EXERCISE GOAL: Each entry shown below is to be reproduced exactly.

[Referring expression data]
=======

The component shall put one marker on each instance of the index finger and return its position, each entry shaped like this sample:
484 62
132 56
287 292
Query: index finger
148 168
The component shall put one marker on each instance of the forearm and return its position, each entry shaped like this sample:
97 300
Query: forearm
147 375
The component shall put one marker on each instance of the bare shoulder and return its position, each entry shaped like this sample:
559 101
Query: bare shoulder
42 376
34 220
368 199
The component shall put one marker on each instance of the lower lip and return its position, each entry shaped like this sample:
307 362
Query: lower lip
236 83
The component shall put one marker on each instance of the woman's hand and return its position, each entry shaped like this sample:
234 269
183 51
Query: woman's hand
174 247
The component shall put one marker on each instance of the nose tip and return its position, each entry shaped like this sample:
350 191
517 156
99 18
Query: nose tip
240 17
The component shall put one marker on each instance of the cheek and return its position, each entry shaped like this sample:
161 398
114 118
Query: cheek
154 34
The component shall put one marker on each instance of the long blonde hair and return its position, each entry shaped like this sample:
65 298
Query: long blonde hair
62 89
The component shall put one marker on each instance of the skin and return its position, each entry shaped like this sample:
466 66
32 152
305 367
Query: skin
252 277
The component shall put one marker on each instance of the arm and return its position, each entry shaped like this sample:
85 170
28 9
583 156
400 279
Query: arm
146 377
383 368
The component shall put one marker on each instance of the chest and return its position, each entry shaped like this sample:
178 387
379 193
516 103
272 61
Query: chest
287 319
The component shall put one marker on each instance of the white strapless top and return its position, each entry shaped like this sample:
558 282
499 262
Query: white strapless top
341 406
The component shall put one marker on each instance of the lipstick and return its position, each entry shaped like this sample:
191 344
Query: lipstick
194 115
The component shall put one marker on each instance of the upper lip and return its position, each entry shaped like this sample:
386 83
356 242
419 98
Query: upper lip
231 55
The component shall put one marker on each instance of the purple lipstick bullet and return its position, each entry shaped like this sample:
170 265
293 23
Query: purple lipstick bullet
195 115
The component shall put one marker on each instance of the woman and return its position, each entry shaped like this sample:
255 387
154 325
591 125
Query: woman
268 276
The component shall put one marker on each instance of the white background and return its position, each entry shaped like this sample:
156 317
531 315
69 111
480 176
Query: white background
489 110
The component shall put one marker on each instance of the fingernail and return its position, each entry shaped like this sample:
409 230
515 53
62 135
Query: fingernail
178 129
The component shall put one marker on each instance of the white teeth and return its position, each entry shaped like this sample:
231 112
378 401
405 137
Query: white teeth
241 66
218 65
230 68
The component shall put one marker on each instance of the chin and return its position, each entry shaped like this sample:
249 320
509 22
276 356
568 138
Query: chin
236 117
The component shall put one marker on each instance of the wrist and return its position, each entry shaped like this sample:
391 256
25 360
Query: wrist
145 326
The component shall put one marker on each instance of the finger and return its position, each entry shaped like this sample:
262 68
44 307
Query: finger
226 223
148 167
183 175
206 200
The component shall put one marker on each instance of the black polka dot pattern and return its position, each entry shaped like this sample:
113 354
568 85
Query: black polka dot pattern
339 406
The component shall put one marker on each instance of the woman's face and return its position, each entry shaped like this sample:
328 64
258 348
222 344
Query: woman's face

=======

ANSWER SPACE:
The component shall put one marker on each instance of the index finger and return its position, each entry shaped like this sample:
484 62
132 56
287 292
Query: index finger
148 168
The component shall put one marker on each instance of the forearm and return its position, each entry shaped like this sample:
97 300
Query: forearm
147 375
The component shall put one marker on each instance of the bare shoulder and return its position, each entry shaped like this sample:
559 101
Query: bare shoulder
42 376
34 220
368 199
The component shall put one marker on each instance of the lower lip and return its position, each entry shaped like this sample:
307 362
Query: lower lip
236 83
The component shall put one marker on each instance of the woman's hand and return its position, each entry shaped like this sample:
234 269
183 51
Query: woman's hand
174 247
The component shall put one marker on each instance of the nose tip and return its position, each entry shaped like this sample:
350 191
517 156
99 18
Query: nose tip
240 17
The component shall put one marker on each instance of the cheek and return its position, each entry shaped like this sample:
161 398
114 118
Query: cheek
154 34
The component shall put one marker on each instance of the long blonde hair and return its position, each entry shaped like this sample:
65 298
Query: long blonde hair
62 89
The component shall put one marker on each instance of the skin and return its position, each entry shaped like this sample:
466 66
32 152
305 367
Query: skin
252 277
The component shall put one marker on each instance of the arm and return its position, each entry shaped like this sample:
85 170
28 9
583 156
400 279
Query: arm
146 377
383 368
The component shall put one marker on each instance of the chest and return its position, each entry shaped like this sample:
178 387
379 193
516 103
272 61
Query: chest
287 319
The component shall put one marker on each instance of the white strapless top and return its position, each entry shaped like this sample:
558 282
499 262
Query: white strapless top
341 406
The component shall put one marker on each instance of the lipstick and return its position, each entry shaped like this sample:
191 344
Query: lipstick
194 115
The component shall put one marker on each instance of the upper lip and return its position, each entry shaped like this sample:
386 83
356 242
419 98
Query: upper lip
231 55
The component shall put one marker on each instance of the purple lipstick bullet and return its position, each entry shaped like this sample:
170 265
293 23
Query: purple lipstick bullet
195 115
The component shall put one marker on each instance of the woman and return its position, each entry shaped like this sample:
255 387
154 325
591 125
Query: woman
268 276
The component shall put one marker on each instance of the white background and return its position, each entry shaped like this sample:
156 317
531 315
69 111
480 176
Query: white background
489 110
The component shall put one marker on each instance of the fingernail and return its position, each entry shaped like this sample:
409 230
515 53
62 135
Query: fingernail
178 129
The component shall put one marker on each instance of the white teeth and return its position, each entry shaped like this sample:
231 112
378 401
405 137
Query: white teeth
241 66
218 65
230 68
The component shall put one marker on each instance of the chin and return its position, each entry shaped like this sample:
249 320
509 22
276 356
568 138
Query: chin
236 117
The component shall put one marker on each instance of the wrist and return its position, each entry shaped like this sample:
391 256
25 360
Query: wrist
145 326
The component shall put one marker on each instance of the finger and return its position, each entry shaped like this sample:
262 68
44 307
Query: finger
226 223
148 167
183 175
206 200
The component shall put one marker on each instance of the black polka dot pattern and return its position, each entry shaped like this sample:
113 354
568 85
Query: black polka dot pattern
339 406
The component shall put one marker on each instance of the woman's face and return its position, each entry shaped like this sample:
328 64
258 348
222 344
Query: woman's face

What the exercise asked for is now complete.